DOCUMENT SEGMENT Block Start
What is the workflow of a HyDE RAG pipeline?

A HyDE (Hypothetical Document Embeddings) RAG (Retrieval-Augmented Generation) pipeline enhances traditional RAG by first using a large language model to generate a hypothetical answer document. This generated document then serves as a richer and semantically more robust query for the retrieval phase, aiming to improve the relevance of retrieved documents, especially for complex or nuanced queries.

The HyDE RAG Workflow

The HyDE RAG pipeline introduces a unique initial step to leverage the generative power of LLMs even before traditional retrieval. This pre-retrieval generation helps in creating a better query representation for the vector search.

1. Hypothetical Document Generation

Given a user's original query, a Large Language Model (LLM) generates one or more 'hypothetical documents' or answers. Crucially, this generation occurs *without access to any external knowledge base* and is purely based on the LLM's internal knowledge and ability to understand and predict a likely answer structure. The purpose is not to be factually accurate, but to capture the semantic intent and potential content of a relevant response.

2. Embedding of Hypothetical Document

The hypothetical document(s) generated in the previous step are then converted into dense vector embeddings using an embedding model. These embeddings serve as a semantically rich and expanded representation of the user's original query, often capturing more context and nuance than the raw query itself.
DOCUMENT SEGMENT Block End
- TASK REQUIREMENTS:
(1) Please write out the part of the HyDE RAG explanation that begins at the words "2. Embedding of" and stops after "raw query itself.".
(2) Continue the HyDE RAG explanation from its last sentence.
SOURCE DATA Block Start
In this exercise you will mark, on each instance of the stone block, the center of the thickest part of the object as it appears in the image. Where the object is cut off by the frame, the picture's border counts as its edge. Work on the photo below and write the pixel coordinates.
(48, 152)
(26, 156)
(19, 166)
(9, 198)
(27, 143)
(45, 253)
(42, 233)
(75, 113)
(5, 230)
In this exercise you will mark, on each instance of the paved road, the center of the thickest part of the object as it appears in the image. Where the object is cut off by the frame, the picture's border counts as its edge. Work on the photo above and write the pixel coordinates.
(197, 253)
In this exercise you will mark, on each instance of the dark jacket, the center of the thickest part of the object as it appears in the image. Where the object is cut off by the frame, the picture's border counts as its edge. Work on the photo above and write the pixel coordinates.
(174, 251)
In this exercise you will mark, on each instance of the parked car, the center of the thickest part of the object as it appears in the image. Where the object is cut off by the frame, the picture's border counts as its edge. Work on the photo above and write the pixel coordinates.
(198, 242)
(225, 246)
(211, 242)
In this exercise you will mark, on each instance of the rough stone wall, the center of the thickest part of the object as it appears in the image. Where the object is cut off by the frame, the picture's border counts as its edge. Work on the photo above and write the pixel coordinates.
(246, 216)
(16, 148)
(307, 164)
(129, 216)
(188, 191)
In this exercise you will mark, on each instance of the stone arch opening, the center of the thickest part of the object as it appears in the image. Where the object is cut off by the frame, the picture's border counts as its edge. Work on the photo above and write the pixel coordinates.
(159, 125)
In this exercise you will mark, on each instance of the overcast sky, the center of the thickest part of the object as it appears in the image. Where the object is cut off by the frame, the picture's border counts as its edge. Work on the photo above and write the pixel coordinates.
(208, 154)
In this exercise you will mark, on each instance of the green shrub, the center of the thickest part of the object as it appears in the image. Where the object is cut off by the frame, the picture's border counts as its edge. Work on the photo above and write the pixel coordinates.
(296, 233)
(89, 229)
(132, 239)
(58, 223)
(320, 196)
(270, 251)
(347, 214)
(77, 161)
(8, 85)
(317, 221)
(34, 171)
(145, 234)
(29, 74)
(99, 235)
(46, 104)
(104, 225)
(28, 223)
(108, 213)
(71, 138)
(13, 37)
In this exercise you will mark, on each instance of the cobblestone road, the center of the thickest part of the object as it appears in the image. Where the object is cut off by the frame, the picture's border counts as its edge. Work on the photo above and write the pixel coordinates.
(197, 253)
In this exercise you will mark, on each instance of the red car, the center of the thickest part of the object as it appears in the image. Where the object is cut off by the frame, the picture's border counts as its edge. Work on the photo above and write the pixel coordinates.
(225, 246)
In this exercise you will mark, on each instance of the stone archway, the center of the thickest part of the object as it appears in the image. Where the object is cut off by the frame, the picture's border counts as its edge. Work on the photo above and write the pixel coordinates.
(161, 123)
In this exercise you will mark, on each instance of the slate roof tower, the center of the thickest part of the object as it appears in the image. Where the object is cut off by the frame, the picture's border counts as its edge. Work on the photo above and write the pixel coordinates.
SOURCE DATA Block End
- RESPONSES TO THE TASKS:
(1)
2. Embedding of Hypothetical Document

The hypothetical document(s) generated in the previous step are then converted into dense vector embeddings using an embedding model. These embeddings serve as a semantically rich and expanded representation of the user's original query, often capturing more context and nuance than the raw query itself.

(2)
3. Vector Similarity Search (Retrieval)

The embeddings of the hypothetical document(s) are used to perform a vector similarity search against a pre-indexed vector database, which contains embeddings of real documents from the actual knowledge base. The system retrieves the top-k real documents that are most semantically similar to the hypothetical document, effectively finding documents that would likely contain the information needed to answer the hypothetical response.

4. (Optional) Reranking

The initial set of retrieved documents may undergo an optional reranking step. A more sophisticated reranking model (e.g., a cross-encoder model) can further refine the relevance of the documents, prioritizing the most pertinent ones and filtering out less useful ones to be passed to the final generator.

5. Context Augmentation

The top-k most relevant real documents obtained from the retrieval (and optional reranking) phase are then concatenated. This combined text forms the augmented context that will be provided to the final generation LLM.

6. Answer Generation

Finally, the generation LLM receives the original user query along with the augmented context (the retrieved real documents). Using this information, the LLM synthesizes a coherent, factual, and precise answer, directly addressing the user's original question.